> THE TASKS
• 1. Summarize the passage on Rainbow 5 and the Marine island garrisons in three sentences.
• 2. Answer these questions from the passage on Rainbow 5 and the Marine island garrisons:
(a) Which island did the war plan concede would be captured early by the Japanese?
(b) What was Samoa meant to help protect?
(c) When did the Hepburn Board make its strategic study?
• 3. Rewrite the part of the passage on Rainbow 5 and the Marine island garrisons between "The purpose of" and "1, Map Section)", inclusive, swapping "outguards" for "sentinels".

> EXTRACT TO READ

****************

A listing of the contemplated offensive actions
of Rainbow 5, which included the capture of the Caroline and Marshall
Islands, would be interesting but academic. The success of the Japanese
raid on Pearl Harbor forced a drastic revision of strategy which
effectively postponed amphibious assaults in
the Central Pacific. Certain defensive measures which were mentioned in
the plan, however, were implemented prior to the outbreak of war and in
most of them Marine forces figured prominently.
Some of the Marine defense battalions, tailored
to meet the needs of garrisons for isolated island outposts, were already
in the Pacific by the time Rainbow 5 was published. The plan called for
the development of bases, primarily air bases, at Midway, Johnston,
Palmyra, Samoa, and Wake. All of these islands which were under control of
the Navy, were to have Marine garrisons. Guam, in the center of the
Japanese-held Marianas, which had long had a small Marine barracks
detachment, was decisively written off in the war plan; its early capture
by the Japanese was conceded. The rest of the islands were placed in a
category which called for defense forces sufficient to repel major
attacks.
The purpose of establishing bases on these island
was twofold. Samoa was to help protect the routes of communication to the
Southwest Pacific; Johnston, Palmyra, Wake, and Midway were to serve as
outguards for the Pacific Fleet's home port at Pearl. (See Map
1, Map Section)
Marine
Garrisons[10]
The
Navy did not start cold with its advance base development scheme for the
four island outposts of the Hawaiian Group. A blueprint for base expansion
in the Pacific had been laid out in the report of the Navy's Hepburn
Board, a Congressionally authorized fact-finding group which, in the
spring of 1938, made a strategic study of the need for additional United
States naval bases. The potential utility of Midway, Wake, Johnston, and
Palmyra was recognized,[11] and surveys
were conducted and plans made for the construction of base facilities,
airfields, and seadromes during 1939 and 1940. The responsibility for
developing garrison plans and locating coastal and antiaircraft gun
positions was given to Colonel Harry K. Pickett, 14th Naval District
Marine Officer and Commanding Officer, Marine Barracks, Pearl Harbor Navy
Yard. The fact that Colonel Pickett personally surveyed most of the base
sites insured active and knowledgeable cooperation at Pearl Harbor with
requests from the islands for men and materiel to implement the garrison
plans.

****************

> STORED ROWS
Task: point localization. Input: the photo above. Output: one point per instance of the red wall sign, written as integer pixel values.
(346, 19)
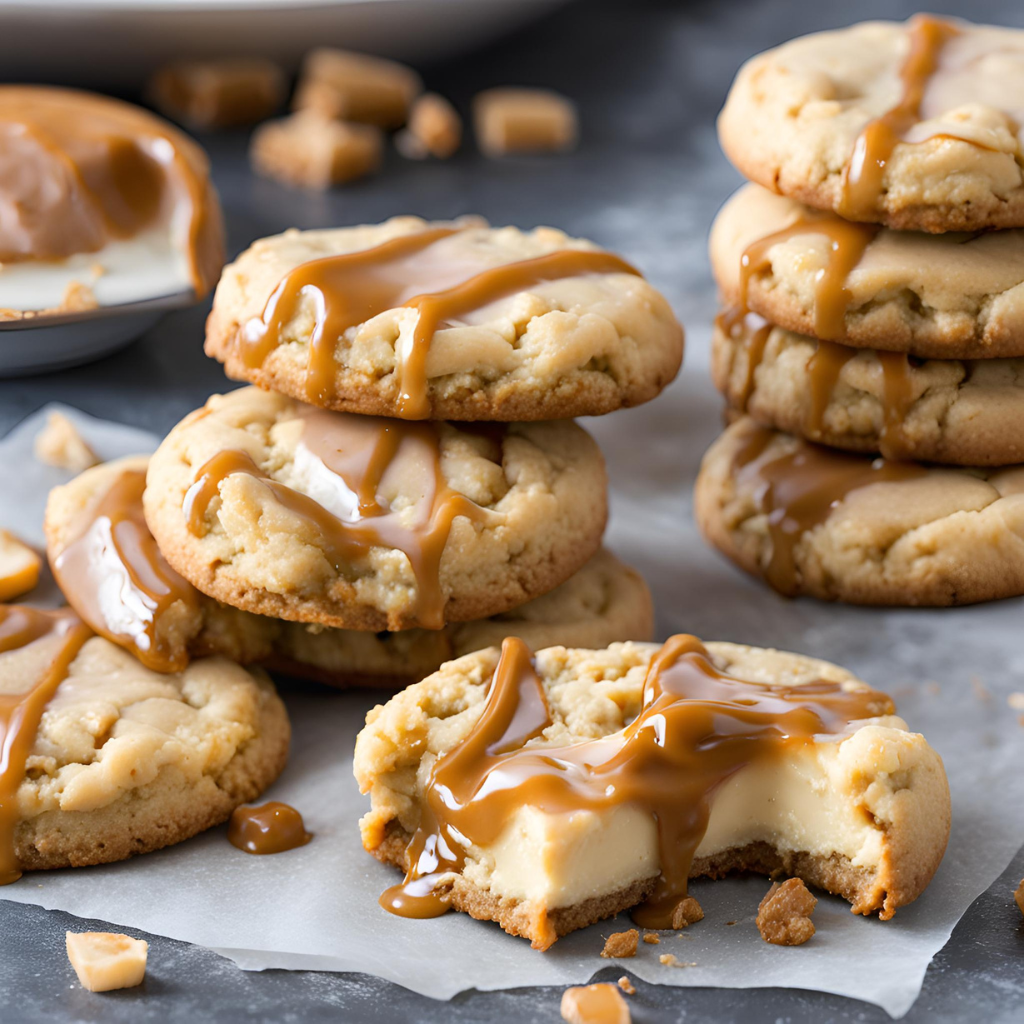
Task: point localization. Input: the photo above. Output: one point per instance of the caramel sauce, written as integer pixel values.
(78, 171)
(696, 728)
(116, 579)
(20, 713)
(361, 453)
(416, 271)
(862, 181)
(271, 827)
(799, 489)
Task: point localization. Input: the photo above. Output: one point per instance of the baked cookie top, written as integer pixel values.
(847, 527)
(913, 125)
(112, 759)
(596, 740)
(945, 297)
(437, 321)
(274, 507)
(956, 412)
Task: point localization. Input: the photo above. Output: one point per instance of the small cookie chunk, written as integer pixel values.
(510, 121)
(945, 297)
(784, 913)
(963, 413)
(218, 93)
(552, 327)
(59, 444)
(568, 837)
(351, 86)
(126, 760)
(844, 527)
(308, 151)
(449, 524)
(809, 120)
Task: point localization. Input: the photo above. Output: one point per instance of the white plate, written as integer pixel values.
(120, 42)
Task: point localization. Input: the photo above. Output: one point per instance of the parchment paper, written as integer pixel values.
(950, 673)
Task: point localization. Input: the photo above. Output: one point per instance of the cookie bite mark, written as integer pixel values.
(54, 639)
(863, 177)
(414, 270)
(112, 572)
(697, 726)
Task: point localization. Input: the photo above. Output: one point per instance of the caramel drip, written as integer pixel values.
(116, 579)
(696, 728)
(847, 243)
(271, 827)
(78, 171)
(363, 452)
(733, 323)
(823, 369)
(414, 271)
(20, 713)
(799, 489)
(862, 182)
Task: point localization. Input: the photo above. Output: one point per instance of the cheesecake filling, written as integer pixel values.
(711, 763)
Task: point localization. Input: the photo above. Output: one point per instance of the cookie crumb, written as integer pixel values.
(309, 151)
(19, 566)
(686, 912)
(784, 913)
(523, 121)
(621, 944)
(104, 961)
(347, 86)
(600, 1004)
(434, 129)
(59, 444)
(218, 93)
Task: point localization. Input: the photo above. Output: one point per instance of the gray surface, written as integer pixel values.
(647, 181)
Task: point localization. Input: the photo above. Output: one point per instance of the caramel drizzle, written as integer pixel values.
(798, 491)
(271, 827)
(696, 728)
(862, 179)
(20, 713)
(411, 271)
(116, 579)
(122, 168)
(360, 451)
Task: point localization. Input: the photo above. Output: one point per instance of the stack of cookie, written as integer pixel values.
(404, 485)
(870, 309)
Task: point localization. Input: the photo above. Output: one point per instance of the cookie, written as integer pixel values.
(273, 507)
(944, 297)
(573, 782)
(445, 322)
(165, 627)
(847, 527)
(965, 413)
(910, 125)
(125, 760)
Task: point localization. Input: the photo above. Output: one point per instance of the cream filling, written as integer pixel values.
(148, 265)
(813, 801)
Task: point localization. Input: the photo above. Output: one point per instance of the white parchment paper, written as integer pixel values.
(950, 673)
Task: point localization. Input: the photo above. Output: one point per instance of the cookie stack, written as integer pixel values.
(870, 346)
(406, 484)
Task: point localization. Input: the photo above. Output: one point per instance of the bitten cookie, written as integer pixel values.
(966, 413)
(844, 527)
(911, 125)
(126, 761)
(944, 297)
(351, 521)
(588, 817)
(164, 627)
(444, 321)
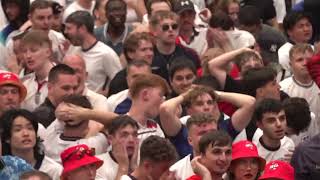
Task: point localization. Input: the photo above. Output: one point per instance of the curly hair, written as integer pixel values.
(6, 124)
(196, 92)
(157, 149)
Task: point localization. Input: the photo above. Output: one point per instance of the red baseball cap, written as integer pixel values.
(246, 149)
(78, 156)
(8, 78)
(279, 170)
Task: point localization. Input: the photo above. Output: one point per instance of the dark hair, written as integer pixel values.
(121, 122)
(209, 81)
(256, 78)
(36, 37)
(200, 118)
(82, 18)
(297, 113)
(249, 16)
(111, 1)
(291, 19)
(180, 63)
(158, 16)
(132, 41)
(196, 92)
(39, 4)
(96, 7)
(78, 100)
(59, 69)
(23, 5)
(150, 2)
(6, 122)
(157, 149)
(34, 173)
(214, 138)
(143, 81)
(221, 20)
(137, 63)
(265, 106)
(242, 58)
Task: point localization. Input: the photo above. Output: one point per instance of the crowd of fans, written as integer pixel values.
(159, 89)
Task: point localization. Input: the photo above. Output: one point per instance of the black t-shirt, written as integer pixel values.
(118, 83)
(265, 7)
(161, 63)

****************

> RESPONSES TO THE EXERCISE
• 1. The success of the Japanese raid on Pearl Harbor forced a drastic revision of Rainbow 5 that postponed amphibious assaults in the Central Pacific. Still, some defensive measures in the plan were carried out before the war, most of them with Marines figuring prominently, and the plan called for Marine-garrisoned bases at Midway, Johnston, Palmyra, Samoa, and Wake while conceding Guam's early capture. The Navy built on the Hepburn Board's 1938 strategic study, and Colonel Harry K. Pickett was given responsibility for developing garrison plans and locating coastal and antiaircraft gun positions.

• 2.
(a) Guam.
(b) The routes of communication to the Southwest Pacific.
(c) In the spring of 1938.

• 3.
The purpose of establishing bases on these island
was twofold. Samoa was to help protect the routes of communication to the
Southwest Pacific; Johnston, Palmyra, Wake, and Midway were to serve as
sentinels for the Pacific Fleet's home port at Pearl. (See Map
1, Map Section)